* **Esplora il materiale**:
- A) Nel testo sulle difese dell'organismo, in quali agenti si trasformano i monociti quando si trovano davanti ai nemici?
- B) Cita dal testo sulle difese dell'organismo il passo che va da "Quando si trovano" a "che li sciolgono.".

* **Testo fornito**:

Le acque dei numerosissimi fiumi e canali (i vasi sanguigni) vengono sorvegliate giorno e notte da un poderoso sistema di sicurezza. Ma non è facile mantenere l’ordine in una nazione che ha molti miliardi di abitanti, e altrettanti nemici e clandestini.

Le comunicazioni avvengono attraverso una rete di sottili cavi elettrici, oppure tramite valigette (gli ormoni e molti altri tipi di molecole), che vengono liberate nei corsi d’acqua. Ogni valigetta possiede una serie di codici riservati solo al destinatario, che così è in grado di riconoscerla e prelevarla appena la “incrocia”.

Le valigette possono contenere segnali d’allarme lanciati dalle pattuglie che stanno perlustrando i vari distretti dell’organismo e hanno bisogno di rinforzi. Fra i primi ad accorrere sono, di norma, gli agenti del reparto Mangia-Nemici (i monociti). Grazie alle istruzioni contenute nelle valigette, identificano all’istante il luogo da cui è partito l’allarme ed entrano aprendo una breccia nelle pareti.

Quando si trovano davanti ai nemici, i monociti si trasformano, accentuando la loro aggressività e la loro potenza. Diventano, così, agenti Grande-Bocca (i macrofagi). Come in un film di fantascienza, dal loro corpo spuntano prolungamenti che permettono di avvolgere gli avversari e catturarli rapidamente, dopo avere controllato i passaporti.

I nemici vengono inghiottiti, letteralmente, e chiusi in una capsula, all’interno del corpo degli agenti: una sorta di “camera della morte”. A questo punto scatta la loro uccisione, tramite liquidi corrosivi e digestivi, che li sciolgono.

* **Insieme di dati**:
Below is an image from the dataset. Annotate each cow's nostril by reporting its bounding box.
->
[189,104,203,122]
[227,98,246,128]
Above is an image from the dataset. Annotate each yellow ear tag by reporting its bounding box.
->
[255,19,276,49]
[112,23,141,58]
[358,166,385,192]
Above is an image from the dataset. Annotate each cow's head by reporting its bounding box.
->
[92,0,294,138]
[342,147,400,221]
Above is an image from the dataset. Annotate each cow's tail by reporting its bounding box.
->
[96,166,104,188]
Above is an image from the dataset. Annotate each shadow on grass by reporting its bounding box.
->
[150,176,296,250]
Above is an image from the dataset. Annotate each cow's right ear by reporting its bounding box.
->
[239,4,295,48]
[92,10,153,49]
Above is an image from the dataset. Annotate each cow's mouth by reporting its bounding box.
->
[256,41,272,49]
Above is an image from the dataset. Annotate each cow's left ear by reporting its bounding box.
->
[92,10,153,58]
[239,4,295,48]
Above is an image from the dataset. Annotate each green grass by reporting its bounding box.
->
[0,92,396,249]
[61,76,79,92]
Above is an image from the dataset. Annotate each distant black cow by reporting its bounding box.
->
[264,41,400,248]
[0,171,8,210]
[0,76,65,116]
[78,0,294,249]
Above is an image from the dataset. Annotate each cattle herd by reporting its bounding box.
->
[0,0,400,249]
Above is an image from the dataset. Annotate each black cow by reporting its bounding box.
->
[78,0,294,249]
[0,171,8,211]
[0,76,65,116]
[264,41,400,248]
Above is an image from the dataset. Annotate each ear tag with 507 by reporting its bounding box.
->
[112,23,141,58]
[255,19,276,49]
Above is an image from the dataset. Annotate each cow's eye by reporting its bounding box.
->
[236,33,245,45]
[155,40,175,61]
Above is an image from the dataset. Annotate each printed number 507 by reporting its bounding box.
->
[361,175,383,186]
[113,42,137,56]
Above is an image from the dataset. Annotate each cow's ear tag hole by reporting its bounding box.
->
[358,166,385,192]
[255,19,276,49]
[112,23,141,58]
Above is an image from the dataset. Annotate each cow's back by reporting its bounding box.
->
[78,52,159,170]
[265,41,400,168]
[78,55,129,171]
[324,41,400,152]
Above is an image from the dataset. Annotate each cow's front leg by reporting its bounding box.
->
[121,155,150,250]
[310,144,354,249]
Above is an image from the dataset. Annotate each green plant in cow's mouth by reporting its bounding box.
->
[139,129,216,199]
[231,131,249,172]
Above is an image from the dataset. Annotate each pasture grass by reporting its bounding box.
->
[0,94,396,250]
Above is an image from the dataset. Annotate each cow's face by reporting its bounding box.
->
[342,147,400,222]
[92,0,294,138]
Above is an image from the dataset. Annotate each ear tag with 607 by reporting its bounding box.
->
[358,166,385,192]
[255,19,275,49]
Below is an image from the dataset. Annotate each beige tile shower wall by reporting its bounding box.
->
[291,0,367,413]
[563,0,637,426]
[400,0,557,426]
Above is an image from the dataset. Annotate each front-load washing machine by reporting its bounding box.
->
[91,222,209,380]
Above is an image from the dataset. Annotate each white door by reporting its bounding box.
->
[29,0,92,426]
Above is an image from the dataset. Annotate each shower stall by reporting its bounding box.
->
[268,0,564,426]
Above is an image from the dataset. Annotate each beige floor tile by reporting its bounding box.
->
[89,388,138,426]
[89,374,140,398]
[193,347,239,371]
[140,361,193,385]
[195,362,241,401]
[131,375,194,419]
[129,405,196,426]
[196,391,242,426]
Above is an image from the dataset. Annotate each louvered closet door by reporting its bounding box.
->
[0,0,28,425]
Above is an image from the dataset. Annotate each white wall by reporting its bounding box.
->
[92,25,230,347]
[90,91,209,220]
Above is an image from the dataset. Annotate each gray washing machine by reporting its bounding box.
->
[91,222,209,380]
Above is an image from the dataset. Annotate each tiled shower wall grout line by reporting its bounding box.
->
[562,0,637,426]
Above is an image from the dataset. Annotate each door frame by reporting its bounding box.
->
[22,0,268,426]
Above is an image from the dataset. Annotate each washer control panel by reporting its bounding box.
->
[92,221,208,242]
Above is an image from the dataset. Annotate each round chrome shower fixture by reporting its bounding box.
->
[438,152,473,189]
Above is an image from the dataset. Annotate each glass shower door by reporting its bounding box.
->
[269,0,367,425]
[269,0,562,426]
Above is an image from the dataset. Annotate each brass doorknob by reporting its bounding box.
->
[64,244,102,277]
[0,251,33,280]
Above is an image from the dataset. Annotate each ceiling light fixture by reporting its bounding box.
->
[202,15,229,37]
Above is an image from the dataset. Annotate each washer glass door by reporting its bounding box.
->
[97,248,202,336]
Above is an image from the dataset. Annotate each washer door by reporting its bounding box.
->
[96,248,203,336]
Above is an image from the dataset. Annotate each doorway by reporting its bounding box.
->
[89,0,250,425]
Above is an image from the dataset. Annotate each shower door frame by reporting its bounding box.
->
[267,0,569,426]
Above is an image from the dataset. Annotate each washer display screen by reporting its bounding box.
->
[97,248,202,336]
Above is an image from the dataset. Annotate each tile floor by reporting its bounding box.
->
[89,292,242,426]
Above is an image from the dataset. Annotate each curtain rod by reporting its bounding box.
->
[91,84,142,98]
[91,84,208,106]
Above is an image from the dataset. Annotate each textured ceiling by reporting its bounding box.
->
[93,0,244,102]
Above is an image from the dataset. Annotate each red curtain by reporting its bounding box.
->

* **Elenco risposte**:
- A) Negli agenti Grande-Bocca, cioè i macrofagi.

- B)
Quando si trovano davanti ai nemici, i monociti si trasformano, accentuando la loro aggressività e la loro potenza. Diventano, così, agenti Grande-Bocca (i macrofagi). Come in un film di fantascienza, dal loro corpo spuntano prolungamenti che permettono di avvolgere gli avversari e catturarli rapidamente, dopo avere controllato i passaporti.

I nemici vengono inghiottiti, letteralmente, e chiusi in una capsula, all’interno del corpo degli agenti: una sorta di “camera della morte”. A questo punto scatta la loro uccisione, tramite liquidi corrosivi e digestivi, che li sciolgono.